== Available data ==
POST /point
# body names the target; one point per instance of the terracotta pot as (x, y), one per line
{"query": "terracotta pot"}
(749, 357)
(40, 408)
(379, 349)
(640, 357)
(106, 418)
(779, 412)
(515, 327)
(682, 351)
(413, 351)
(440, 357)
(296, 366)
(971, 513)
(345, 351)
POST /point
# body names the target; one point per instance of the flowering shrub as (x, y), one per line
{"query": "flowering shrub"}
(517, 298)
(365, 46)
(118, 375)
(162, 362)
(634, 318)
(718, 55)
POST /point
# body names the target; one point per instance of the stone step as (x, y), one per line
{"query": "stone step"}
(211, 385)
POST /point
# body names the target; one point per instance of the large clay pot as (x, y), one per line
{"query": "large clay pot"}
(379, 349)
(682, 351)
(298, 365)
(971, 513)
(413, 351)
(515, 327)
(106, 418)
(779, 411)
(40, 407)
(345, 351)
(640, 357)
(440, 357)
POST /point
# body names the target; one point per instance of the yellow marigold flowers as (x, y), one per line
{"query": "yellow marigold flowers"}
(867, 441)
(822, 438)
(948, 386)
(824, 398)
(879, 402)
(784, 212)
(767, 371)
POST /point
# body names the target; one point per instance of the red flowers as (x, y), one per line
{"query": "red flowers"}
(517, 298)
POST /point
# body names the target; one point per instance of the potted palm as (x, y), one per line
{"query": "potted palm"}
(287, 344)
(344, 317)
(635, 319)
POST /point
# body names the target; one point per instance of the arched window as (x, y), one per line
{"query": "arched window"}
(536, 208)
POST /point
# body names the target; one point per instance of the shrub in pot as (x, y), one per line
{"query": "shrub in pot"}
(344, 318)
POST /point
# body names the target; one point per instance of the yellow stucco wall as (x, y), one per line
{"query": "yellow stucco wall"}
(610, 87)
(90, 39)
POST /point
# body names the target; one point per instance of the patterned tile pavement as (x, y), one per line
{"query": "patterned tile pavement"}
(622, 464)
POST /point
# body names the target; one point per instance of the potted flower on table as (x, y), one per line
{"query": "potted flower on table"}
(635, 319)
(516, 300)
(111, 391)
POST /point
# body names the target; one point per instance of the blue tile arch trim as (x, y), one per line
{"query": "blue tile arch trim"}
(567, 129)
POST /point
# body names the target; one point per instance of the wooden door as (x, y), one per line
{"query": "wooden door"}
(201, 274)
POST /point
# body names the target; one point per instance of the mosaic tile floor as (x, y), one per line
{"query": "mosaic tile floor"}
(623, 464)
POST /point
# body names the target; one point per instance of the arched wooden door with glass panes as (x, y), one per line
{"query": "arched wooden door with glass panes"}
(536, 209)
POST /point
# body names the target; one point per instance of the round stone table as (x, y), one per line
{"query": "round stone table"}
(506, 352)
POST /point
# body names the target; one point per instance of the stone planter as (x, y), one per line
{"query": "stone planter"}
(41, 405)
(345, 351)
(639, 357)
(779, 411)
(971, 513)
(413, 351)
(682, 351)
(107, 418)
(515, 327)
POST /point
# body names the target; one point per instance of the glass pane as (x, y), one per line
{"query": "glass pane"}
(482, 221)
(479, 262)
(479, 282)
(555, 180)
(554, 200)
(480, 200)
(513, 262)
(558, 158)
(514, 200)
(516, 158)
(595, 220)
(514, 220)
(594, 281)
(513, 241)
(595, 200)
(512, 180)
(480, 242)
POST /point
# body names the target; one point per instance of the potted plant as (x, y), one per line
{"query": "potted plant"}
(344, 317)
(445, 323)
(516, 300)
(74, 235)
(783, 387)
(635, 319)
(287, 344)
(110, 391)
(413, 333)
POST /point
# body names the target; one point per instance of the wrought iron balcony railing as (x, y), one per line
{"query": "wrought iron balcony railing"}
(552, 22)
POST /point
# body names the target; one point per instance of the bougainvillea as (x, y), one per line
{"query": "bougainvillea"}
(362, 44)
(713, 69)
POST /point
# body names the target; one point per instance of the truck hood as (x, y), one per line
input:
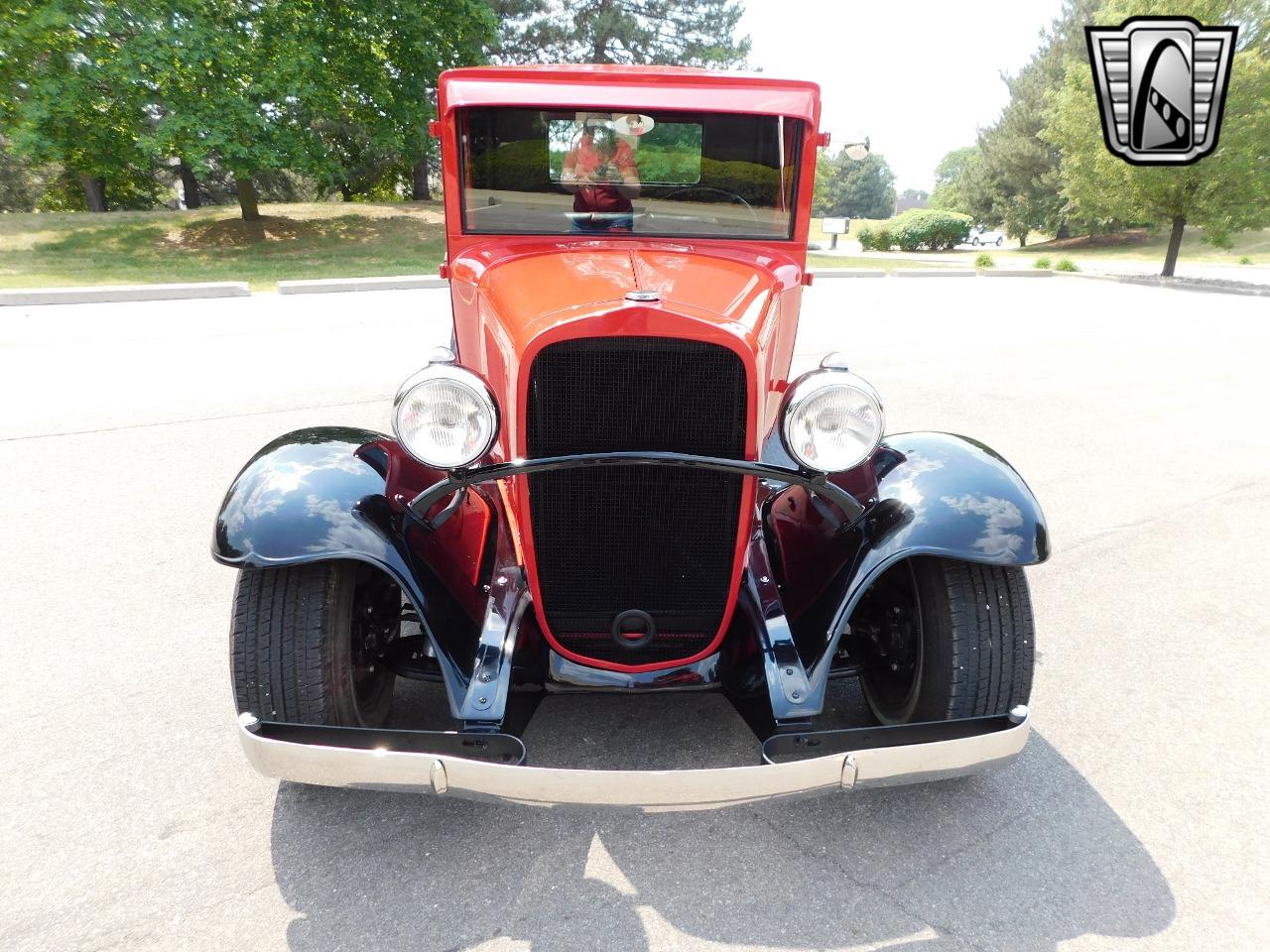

== Goal of the exercise ==
Pick out each line of the records that contains the string "glass".

== The completed task ==
# body names the target; one point per instance of the arched wooden door with glass panes as (x, y), one per line
{"query": "arched wooden door with glass panes"}
# body names the target; one point per instance of the glass pane as (x, y), one per line
{"query": "glass pane"}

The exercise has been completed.